YOUR INSTRUCTIONS :: All of the data needs to be repeated exactly.

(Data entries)

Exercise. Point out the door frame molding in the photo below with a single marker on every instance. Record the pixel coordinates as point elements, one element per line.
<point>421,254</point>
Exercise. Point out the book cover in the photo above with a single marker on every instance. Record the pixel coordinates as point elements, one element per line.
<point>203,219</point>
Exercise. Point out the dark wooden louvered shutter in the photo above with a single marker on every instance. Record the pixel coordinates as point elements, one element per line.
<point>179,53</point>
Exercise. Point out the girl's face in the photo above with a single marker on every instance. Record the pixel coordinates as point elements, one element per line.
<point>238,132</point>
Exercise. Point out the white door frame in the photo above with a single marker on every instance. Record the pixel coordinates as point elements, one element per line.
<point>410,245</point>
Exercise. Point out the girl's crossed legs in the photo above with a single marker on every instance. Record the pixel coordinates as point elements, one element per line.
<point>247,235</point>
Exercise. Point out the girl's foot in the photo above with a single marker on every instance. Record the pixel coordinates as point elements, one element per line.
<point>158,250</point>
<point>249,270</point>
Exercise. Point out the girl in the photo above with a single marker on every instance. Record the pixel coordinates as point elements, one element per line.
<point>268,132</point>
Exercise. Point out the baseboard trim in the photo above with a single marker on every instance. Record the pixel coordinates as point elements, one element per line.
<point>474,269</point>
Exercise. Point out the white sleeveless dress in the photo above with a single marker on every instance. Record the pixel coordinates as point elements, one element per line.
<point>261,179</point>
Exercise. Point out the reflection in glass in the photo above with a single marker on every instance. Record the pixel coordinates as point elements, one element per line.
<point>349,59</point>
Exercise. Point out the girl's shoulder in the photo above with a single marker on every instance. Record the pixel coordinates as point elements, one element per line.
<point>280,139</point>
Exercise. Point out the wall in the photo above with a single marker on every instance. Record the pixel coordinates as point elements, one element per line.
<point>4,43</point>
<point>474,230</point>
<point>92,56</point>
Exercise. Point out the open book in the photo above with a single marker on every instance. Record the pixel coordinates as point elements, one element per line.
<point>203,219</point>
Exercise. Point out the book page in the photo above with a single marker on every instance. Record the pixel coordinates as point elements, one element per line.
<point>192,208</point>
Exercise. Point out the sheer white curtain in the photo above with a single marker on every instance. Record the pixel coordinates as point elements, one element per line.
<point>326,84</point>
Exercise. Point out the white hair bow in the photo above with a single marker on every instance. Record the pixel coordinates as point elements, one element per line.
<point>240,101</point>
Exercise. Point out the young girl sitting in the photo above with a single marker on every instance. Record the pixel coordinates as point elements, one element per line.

RESULT OF THE TASK ::
Exercise. Point out the door frame molding in the photo below with a single marker on every instance. Record the pixel coordinates as point elements, one element per line.
<point>421,254</point>
Exercise. Point out the book cover in the photo above with a single marker on every instance. Record the pixel coordinates as point elements, one element per line.
<point>203,219</point>
Exercise. Point out the dark wooden louvered shutter in the photo above with a single marker on every instance. Record the pixel coordinates as point elements, one element per line.
<point>179,53</point>
Exercise. Point out the girl's face in the photo above with a single marker on every instance. Record the pixel coordinates as point elements, one element per line.
<point>238,132</point>
Exercise. Point out the white door frame in the photo above with a single marker on every instance. Record the pixel coordinates as point elements, one element per line.
<point>410,245</point>
Exercise. Point out the girl's crossed legs in the photo above with a single marker on every instance. Record the pixel coordinates as point elements, one element per line.
<point>247,235</point>
Exercise. Point out the girl's foot in the photo above with a single marker on every instance. Record the pixel coordinates as point elements, one element per line.
<point>158,250</point>
<point>249,270</point>
Exercise. Point out the girl in the photo above with a single marker on every instance. Record the pixel coordinates as point elements, one element per line.
<point>268,132</point>
Exercise. Point out the baseboard trim in the photo above with a single marker on every instance. Record the pixel coordinates as point elements, one element per line.
<point>474,269</point>
Exercise. Point out the white sleeveless dress in the photo above with a single marker on every instance. Record the pixel coordinates as point elements, one element per line.
<point>261,179</point>
Exercise. Point out the reflection in glass in the photo above with a single marker on every instance. Record the pixel coordinates as point elements, one element per line.
<point>349,59</point>
Exercise. Point out the girl's shoulder in the photo above with a single marker on every instance. Record the pixel coordinates as point elements, one element per line.
<point>280,139</point>
Exercise. Point out the wall in the photo above with a single marker on every instance. Record the pixel coordinates as point elements, one element per line.
<point>4,43</point>
<point>474,230</point>
<point>92,56</point>
Exercise. Point out the open book in the photo above with a single marker on every instance. Record the pixel coordinates as point elements, one element per line.
<point>203,219</point>
Exercise. Point out the book page in the photo above with a single marker on every instance. Record the pixel coordinates as point elements, one element per line.
<point>192,208</point>
Exercise. Point out the sheer white curtain in the photo above with a single marker on every instance. Record the pixel coordinates as point elements, one element per line.
<point>326,84</point>
Exercise. Point out the white hair bow in the photo above with a single marker on every instance. Record the pixel coordinates as point elements, one element per line.
<point>240,101</point>
Exercise. Point out the young girl sitting in the photo above with a single marker on every instance. Record the pixel coordinates as point elements, one element per line.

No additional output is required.